■ **CONSIGNE**
Renvoie telles quelles les lignes ci-dessous, de celle qui contient "Pretty please, detect the blue backpack" jusqu'à celle qui contient "[95,35,106,49]", ces deux lignes comprises.
═════ LIGNES FOURNIES ═════
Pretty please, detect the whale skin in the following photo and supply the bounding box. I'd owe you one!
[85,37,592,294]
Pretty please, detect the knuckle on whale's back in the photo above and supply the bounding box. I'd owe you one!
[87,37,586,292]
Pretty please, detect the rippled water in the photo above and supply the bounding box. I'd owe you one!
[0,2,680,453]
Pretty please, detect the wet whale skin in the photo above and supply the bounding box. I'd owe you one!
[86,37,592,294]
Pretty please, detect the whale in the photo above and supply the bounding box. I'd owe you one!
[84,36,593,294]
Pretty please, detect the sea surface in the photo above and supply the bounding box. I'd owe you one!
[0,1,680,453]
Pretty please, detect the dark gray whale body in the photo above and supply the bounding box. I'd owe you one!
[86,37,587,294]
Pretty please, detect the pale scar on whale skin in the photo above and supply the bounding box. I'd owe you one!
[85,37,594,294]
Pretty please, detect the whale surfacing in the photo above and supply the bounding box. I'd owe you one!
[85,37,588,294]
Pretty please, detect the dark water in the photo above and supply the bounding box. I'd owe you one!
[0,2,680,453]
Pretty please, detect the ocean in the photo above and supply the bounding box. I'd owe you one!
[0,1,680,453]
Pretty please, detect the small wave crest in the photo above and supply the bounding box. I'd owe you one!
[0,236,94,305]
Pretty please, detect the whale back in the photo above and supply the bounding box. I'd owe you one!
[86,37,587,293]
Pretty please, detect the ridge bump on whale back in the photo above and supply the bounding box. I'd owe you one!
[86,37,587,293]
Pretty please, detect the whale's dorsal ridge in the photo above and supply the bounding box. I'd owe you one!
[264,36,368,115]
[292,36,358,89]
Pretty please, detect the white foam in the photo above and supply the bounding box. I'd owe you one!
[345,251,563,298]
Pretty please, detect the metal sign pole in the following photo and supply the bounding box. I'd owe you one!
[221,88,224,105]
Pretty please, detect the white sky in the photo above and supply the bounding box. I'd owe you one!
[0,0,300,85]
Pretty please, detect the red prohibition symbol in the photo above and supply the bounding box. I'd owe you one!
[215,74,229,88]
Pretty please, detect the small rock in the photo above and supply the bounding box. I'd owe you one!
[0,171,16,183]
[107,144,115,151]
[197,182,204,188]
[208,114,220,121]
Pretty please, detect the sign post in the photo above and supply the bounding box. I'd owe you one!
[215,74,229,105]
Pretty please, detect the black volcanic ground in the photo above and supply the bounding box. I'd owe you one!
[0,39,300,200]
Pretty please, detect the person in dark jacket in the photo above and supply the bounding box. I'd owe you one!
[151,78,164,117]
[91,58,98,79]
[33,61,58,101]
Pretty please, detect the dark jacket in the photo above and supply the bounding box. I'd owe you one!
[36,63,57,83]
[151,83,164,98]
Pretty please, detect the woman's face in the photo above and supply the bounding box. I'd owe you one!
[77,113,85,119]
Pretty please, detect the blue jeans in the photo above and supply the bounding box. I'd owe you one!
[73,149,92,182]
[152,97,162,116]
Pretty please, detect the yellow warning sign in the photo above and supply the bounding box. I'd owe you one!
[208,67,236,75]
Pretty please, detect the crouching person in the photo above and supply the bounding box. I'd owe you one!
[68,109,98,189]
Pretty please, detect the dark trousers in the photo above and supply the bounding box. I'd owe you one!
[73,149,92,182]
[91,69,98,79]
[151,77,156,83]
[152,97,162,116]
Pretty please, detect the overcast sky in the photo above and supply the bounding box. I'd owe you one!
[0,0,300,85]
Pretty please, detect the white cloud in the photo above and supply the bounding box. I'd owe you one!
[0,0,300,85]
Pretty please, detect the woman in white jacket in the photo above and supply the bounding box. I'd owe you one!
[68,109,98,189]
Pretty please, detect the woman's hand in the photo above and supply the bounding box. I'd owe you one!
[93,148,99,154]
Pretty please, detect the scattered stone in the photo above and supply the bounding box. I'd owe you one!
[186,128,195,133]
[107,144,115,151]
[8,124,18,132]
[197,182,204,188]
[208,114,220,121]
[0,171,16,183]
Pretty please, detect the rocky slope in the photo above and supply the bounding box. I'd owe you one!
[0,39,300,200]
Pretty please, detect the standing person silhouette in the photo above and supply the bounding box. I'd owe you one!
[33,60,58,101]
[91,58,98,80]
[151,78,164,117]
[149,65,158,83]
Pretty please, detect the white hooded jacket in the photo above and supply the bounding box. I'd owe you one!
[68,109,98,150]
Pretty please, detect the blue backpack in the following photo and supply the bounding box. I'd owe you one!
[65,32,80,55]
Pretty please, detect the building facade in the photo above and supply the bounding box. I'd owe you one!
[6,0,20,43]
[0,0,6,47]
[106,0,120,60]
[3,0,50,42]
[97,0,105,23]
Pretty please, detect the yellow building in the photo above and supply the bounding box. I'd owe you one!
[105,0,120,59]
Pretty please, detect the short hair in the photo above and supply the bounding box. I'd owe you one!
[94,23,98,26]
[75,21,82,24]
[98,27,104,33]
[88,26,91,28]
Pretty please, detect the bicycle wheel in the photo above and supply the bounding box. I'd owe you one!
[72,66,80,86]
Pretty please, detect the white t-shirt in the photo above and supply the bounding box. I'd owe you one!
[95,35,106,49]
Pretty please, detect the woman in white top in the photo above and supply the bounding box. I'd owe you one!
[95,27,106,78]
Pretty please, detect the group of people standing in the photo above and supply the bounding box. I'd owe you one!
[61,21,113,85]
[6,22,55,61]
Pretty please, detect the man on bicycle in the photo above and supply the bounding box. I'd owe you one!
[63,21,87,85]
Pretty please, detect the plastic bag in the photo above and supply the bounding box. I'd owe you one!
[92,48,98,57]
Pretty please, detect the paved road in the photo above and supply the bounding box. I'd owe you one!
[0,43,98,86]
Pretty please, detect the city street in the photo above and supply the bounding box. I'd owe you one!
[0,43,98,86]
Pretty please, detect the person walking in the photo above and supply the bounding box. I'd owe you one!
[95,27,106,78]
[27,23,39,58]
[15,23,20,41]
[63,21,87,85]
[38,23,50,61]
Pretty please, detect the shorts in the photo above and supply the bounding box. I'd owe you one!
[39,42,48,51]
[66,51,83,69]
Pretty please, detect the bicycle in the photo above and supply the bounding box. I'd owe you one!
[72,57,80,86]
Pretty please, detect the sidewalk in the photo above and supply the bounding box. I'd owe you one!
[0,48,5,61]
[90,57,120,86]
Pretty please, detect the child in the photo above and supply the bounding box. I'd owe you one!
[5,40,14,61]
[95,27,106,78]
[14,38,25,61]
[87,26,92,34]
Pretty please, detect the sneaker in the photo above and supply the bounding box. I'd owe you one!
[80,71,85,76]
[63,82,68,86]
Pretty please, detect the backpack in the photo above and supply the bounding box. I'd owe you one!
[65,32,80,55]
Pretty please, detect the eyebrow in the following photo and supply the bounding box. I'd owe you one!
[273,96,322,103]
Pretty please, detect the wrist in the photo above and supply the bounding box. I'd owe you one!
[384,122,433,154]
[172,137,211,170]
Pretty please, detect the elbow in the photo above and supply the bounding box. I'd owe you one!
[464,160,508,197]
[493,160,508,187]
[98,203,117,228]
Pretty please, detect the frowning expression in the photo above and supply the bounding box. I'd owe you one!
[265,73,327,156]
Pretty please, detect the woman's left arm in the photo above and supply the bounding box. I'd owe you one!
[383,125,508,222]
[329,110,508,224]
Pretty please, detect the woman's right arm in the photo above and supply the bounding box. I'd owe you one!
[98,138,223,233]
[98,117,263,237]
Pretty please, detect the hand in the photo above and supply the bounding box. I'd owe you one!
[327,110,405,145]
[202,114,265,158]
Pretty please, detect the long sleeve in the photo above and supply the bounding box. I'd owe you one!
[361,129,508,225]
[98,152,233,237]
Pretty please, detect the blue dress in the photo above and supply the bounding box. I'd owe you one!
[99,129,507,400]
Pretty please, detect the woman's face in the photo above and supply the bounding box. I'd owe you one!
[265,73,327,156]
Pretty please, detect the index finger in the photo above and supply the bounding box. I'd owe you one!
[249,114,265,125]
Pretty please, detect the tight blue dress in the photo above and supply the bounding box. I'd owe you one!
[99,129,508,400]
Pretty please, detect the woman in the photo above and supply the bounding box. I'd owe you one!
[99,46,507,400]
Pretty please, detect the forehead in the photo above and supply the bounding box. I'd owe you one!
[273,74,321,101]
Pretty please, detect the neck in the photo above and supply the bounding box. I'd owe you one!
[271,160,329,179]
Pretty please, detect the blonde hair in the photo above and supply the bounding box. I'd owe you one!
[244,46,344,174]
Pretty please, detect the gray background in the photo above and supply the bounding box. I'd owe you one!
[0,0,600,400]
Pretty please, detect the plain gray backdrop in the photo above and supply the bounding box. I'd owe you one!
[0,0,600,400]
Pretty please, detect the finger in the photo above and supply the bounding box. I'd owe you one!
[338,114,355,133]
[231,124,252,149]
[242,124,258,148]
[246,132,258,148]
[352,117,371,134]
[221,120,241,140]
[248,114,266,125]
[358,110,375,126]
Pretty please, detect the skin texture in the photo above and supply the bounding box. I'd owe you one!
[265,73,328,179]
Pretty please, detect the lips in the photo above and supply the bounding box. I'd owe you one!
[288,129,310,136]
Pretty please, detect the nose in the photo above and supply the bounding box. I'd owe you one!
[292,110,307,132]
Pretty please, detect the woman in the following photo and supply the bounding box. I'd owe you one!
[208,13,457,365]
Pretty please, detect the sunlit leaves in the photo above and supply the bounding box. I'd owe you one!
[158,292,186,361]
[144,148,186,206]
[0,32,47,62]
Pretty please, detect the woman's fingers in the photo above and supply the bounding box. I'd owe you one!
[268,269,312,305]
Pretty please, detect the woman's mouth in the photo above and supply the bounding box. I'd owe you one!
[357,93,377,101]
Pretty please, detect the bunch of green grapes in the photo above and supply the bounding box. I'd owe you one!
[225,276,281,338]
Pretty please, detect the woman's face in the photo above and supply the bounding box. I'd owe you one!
═════
■ **RÉSULTAT ATTENDU**
Pretty please, detect the blue backpack in the following photo and supply the bounding box. I'd owe you one!
[65,32,80,55]
Pretty please, detect the building facade in the photo above and supply the bounding box. I'd owe you one!
[6,0,20,43]
[0,0,6,47]
[106,0,120,60]
[3,0,50,42]
[97,0,105,23]
Pretty please, detect the yellow building in the photo above and supply the bounding box. I'd owe you one!
[105,0,120,59]
Pretty please, detect the short hair in the photo above and supply the bounding box. I'd owe you one!
[94,23,98,26]
[75,21,82,24]
[98,27,104,33]
[88,26,91,28]
Pretty please, detect the bicycle wheel in the photo above and supply the bounding box. I'd owe you one!
[72,66,80,86]
Pretty please, detect the white t-shirt in the photo above and supply the bounding box. I'd owe you one!
[95,35,106,49]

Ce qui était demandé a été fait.